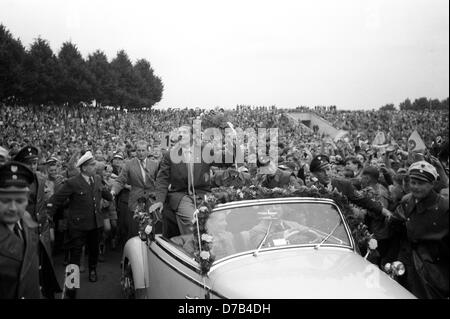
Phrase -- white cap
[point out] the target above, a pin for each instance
(83, 159)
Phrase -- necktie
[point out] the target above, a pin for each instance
(18, 232)
(190, 170)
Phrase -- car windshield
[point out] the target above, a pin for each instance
(254, 228)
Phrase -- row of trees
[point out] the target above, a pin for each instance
(419, 104)
(38, 76)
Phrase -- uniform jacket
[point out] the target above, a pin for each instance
(346, 188)
(423, 228)
(84, 208)
(132, 174)
(281, 178)
(176, 175)
(19, 262)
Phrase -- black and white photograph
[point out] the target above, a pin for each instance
(249, 151)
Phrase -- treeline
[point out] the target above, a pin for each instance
(419, 104)
(38, 76)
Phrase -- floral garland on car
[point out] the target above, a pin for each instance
(203, 241)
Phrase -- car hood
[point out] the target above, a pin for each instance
(298, 273)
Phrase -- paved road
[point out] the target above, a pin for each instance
(108, 284)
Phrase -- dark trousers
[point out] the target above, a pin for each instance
(77, 239)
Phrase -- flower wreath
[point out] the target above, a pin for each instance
(203, 241)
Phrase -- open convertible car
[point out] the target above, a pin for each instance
(268, 248)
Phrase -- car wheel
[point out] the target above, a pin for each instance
(127, 282)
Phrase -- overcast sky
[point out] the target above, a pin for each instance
(355, 54)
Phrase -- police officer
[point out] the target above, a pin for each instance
(320, 168)
(19, 260)
(36, 207)
(271, 176)
(422, 223)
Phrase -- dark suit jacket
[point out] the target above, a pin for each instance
(36, 208)
(84, 208)
(19, 262)
(175, 175)
(423, 230)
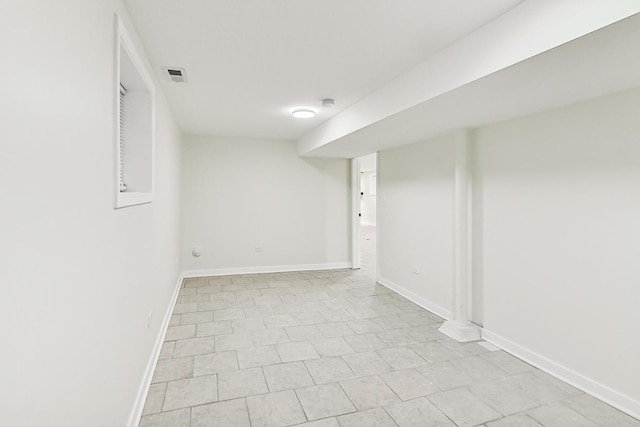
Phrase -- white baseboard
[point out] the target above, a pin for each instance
(266, 269)
(143, 390)
(422, 302)
(606, 394)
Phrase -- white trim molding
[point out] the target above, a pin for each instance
(606, 394)
(143, 390)
(422, 302)
(265, 269)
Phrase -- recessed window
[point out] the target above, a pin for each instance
(134, 125)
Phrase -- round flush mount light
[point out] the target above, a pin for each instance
(303, 112)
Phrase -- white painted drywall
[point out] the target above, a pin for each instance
(78, 277)
(561, 237)
(415, 219)
(240, 194)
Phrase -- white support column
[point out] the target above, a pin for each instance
(460, 328)
(355, 213)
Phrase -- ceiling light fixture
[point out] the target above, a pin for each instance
(303, 112)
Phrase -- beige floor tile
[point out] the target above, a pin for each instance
(343, 326)
(287, 376)
(155, 398)
(303, 333)
(280, 321)
(179, 418)
(232, 413)
(275, 409)
(211, 305)
(324, 401)
(247, 325)
(397, 337)
(190, 392)
(390, 322)
(296, 351)
(507, 362)
(599, 412)
(464, 408)
(328, 370)
(166, 352)
(173, 369)
(228, 314)
(270, 336)
(213, 328)
(334, 329)
(187, 307)
(257, 356)
(310, 318)
(365, 342)
(241, 383)
(332, 347)
(479, 368)
(369, 392)
(327, 422)
(401, 358)
(182, 332)
(364, 326)
(418, 413)
(366, 364)
(502, 397)
(215, 363)
(233, 342)
(557, 415)
(409, 384)
(371, 418)
(193, 346)
(515, 421)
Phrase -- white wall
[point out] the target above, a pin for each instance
(78, 277)
(556, 220)
(239, 194)
(415, 221)
(561, 239)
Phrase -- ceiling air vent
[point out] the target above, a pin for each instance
(177, 75)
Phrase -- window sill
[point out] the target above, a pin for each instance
(124, 200)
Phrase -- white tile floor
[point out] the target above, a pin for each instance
(333, 348)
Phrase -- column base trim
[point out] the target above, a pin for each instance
(461, 332)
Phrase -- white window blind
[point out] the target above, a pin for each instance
(121, 184)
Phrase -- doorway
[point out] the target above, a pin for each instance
(365, 189)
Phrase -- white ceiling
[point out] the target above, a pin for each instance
(597, 64)
(249, 61)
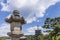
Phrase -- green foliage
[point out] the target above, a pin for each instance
(52, 23)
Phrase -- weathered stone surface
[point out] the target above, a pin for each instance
(16, 23)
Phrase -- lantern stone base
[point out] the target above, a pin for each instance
(15, 36)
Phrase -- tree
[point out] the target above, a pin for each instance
(53, 23)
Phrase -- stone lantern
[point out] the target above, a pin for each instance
(16, 22)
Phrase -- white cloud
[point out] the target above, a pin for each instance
(31, 30)
(30, 9)
(4, 29)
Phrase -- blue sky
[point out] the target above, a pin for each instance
(34, 11)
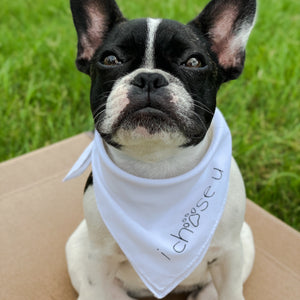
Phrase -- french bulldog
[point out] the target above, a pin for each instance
(153, 98)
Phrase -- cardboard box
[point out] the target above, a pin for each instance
(38, 213)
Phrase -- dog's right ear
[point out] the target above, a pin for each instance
(93, 19)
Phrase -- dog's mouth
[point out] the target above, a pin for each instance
(152, 119)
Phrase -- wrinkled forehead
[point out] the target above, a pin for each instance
(146, 37)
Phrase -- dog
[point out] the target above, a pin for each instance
(153, 98)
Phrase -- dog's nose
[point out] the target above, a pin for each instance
(149, 81)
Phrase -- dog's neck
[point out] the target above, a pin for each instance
(156, 162)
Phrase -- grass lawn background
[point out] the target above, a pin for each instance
(44, 99)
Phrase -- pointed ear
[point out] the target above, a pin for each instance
(227, 25)
(92, 19)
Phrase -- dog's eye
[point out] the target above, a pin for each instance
(194, 62)
(111, 60)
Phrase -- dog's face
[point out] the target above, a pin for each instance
(157, 79)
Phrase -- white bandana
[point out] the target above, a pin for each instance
(163, 226)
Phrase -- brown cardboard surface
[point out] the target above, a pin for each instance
(38, 213)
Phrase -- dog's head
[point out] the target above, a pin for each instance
(154, 79)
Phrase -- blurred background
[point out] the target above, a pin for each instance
(44, 99)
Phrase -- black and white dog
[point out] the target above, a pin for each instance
(153, 98)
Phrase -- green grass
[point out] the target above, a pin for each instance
(43, 99)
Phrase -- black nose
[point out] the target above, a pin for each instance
(149, 81)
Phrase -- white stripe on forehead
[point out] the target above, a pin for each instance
(152, 25)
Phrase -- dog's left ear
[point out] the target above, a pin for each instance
(93, 19)
(227, 25)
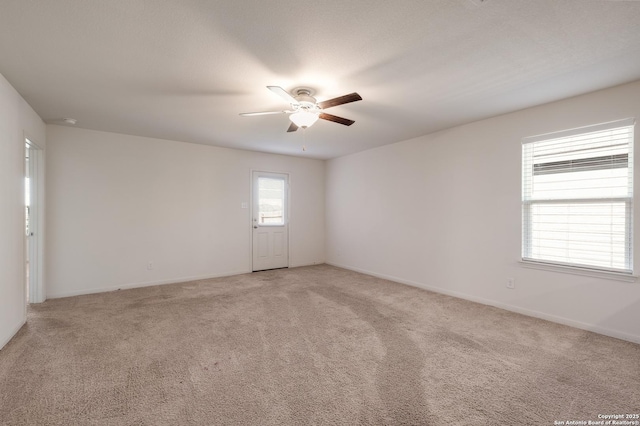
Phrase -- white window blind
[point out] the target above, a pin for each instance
(577, 197)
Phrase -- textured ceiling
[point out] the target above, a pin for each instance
(184, 69)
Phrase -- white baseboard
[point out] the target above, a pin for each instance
(536, 314)
(5, 339)
(141, 284)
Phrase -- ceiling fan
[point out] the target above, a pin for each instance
(305, 110)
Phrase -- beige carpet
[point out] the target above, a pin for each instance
(313, 345)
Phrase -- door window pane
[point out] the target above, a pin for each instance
(271, 201)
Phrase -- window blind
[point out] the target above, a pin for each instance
(577, 197)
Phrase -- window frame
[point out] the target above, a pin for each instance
(527, 242)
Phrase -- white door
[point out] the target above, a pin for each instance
(270, 221)
(33, 160)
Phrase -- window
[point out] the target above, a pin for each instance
(577, 197)
(271, 194)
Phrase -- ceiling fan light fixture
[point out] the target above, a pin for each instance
(303, 119)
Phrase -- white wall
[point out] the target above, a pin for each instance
(442, 211)
(17, 121)
(116, 202)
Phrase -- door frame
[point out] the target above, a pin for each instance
(36, 222)
(252, 199)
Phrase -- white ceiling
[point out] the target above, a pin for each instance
(184, 69)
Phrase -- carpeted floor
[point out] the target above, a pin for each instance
(312, 345)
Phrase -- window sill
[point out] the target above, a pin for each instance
(573, 270)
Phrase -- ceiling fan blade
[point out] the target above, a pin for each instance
(351, 97)
(250, 114)
(283, 94)
(336, 119)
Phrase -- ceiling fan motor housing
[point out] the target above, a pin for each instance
(306, 101)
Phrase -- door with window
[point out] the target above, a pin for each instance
(270, 221)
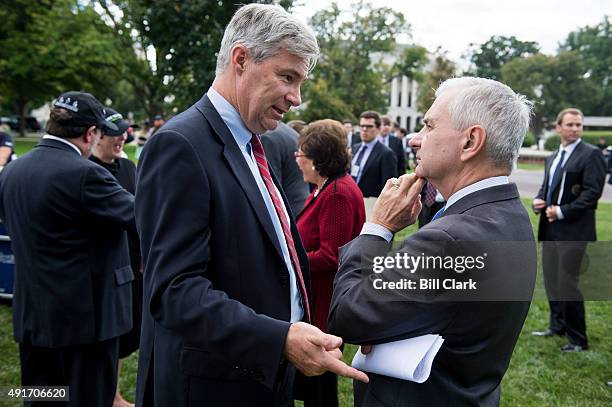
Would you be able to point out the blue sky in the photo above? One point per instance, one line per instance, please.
(455, 24)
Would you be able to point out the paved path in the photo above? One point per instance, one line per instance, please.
(529, 183)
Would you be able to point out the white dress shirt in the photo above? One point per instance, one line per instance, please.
(242, 136)
(378, 230)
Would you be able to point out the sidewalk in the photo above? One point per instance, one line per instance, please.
(529, 183)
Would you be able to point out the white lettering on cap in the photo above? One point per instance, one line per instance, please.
(66, 104)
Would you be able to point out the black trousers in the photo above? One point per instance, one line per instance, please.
(562, 262)
(90, 372)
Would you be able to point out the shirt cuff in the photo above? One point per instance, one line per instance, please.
(560, 213)
(376, 230)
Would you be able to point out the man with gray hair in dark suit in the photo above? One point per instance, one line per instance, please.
(472, 135)
(280, 145)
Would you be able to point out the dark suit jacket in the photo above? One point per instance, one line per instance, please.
(67, 218)
(381, 165)
(585, 175)
(396, 146)
(330, 220)
(280, 145)
(355, 138)
(216, 289)
(479, 336)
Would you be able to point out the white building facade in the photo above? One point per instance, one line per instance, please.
(403, 103)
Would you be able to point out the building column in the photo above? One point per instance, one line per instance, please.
(394, 92)
(404, 101)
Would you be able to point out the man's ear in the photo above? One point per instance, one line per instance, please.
(474, 142)
(239, 56)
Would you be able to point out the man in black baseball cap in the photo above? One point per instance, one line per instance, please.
(68, 218)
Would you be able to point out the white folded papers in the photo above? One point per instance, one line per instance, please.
(408, 359)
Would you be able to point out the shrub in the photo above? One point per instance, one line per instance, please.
(552, 143)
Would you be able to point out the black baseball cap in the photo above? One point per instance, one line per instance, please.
(86, 110)
(115, 117)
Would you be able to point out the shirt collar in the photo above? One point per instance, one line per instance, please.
(51, 137)
(570, 147)
(477, 186)
(230, 117)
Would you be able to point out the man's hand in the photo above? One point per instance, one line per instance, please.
(314, 352)
(551, 213)
(398, 206)
(538, 204)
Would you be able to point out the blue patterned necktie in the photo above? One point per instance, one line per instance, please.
(438, 214)
(555, 178)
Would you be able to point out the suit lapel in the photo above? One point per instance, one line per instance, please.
(574, 157)
(484, 196)
(241, 170)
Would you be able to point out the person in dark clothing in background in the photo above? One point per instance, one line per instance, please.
(280, 145)
(107, 153)
(7, 148)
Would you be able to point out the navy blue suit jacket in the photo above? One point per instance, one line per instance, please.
(67, 218)
(479, 336)
(381, 165)
(216, 287)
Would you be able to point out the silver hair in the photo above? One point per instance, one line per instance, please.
(503, 114)
(265, 30)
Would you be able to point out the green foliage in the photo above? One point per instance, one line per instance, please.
(488, 58)
(552, 143)
(593, 45)
(181, 39)
(529, 139)
(411, 63)
(346, 81)
(48, 47)
(551, 82)
(442, 69)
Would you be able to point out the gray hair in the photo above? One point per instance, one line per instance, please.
(503, 114)
(265, 30)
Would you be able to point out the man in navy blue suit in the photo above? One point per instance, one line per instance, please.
(67, 218)
(226, 276)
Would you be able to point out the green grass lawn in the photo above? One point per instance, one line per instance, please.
(23, 145)
(539, 374)
(531, 166)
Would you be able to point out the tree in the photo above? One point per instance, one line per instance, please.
(173, 47)
(411, 63)
(350, 76)
(488, 58)
(593, 45)
(48, 47)
(442, 69)
(551, 82)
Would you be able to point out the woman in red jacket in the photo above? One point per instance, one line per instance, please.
(333, 215)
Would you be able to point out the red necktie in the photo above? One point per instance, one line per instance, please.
(262, 164)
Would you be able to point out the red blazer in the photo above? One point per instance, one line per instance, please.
(330, 220)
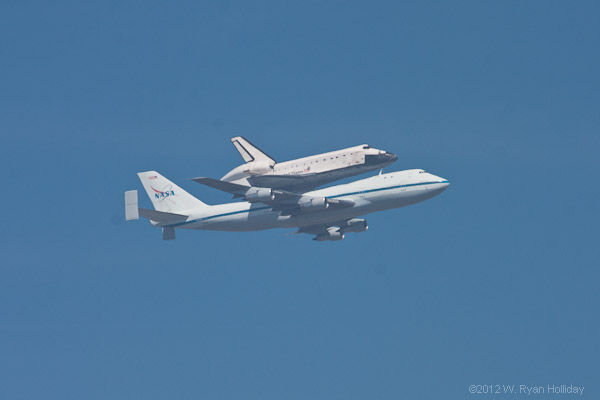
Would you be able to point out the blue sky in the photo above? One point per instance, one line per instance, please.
(493, 282)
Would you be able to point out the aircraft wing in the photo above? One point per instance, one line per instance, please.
(289, 203)
(279, 181)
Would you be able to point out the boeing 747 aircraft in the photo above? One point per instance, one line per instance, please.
(327, 213)
(305, 173)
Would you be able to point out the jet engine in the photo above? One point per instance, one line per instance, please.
(259, 167)
(330, 235)
(313, 204)
(356, 225)
(254, 195)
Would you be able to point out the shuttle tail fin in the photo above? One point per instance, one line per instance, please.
(249, 152)
(167, 196)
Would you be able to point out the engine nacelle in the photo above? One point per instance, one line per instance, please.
(258, 167)
(313, 204)
(356, 225)
(254, 195)
(331, 235)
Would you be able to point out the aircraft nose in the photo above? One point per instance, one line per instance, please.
(443, 183)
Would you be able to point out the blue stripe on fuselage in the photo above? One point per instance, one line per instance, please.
(266, 207)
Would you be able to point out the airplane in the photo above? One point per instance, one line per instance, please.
(327, 213)
(306, 173)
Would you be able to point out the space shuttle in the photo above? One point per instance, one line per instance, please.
(303, 174)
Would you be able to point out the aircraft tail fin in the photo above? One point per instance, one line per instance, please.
(249, 152)
(167, 196)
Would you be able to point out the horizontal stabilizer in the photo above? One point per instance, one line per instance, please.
(160, 216)
(222, 185)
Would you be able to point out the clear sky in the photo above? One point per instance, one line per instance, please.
(493, 282)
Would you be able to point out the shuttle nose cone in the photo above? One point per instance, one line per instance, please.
(381, 160)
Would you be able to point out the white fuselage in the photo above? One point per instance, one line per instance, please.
(381, 192)
(318, 169)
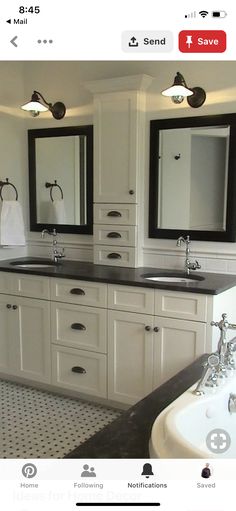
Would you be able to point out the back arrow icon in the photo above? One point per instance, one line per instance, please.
(13, 41)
^^^^^^^^^^^^^^^^
## EXERCISE DIRECTIONS
Repeat only the lines from the beginning of the material through the line containing "Phrase -- flower wreath", both ends kept, leaving pictures out.

## WRITTEN REPLY
Phrase -- white cap
[point out] the target above, a pin for each instance
(83, 159)
Phrase -- necktie
[point out] the target above, a pin for each instance
(18, 232)
(190, 170)
Phrase -- car windshield
[point out] the target above, a pin for each instance
(254, 228)
Phrase -- row of trees
[point out] the target above, a pin for each instance
(419, 104)
(38, 76)
Phrase -- uniform jacket
[point out] the target above, a pin for each instance
(346, 188)
(423, 228)
(84, 208)
(132, 174)
(281, 178)
(176, 175)
(19, 262)
Phrase -- black and white photograph
[point out] the target above, a pin for each instance
(249, 151)
Phrase -- treeline
[point out] the target above, a pin for each instance
(419, 104)
(38, 76)
Phrase -- floral garland on car
[point out] the target above, a pin for each instance
(203, 241)
Phrase -- car hood
[point out] the target above, a pin for each instance
(298, 273)
Phrase -- paved road
[point out] the target above, a pin for each instance
(108, 284)
Phrase -- dark trousers
[point out] the target above, a pin for each instance
(77, 239)
Phrase -- flower wreath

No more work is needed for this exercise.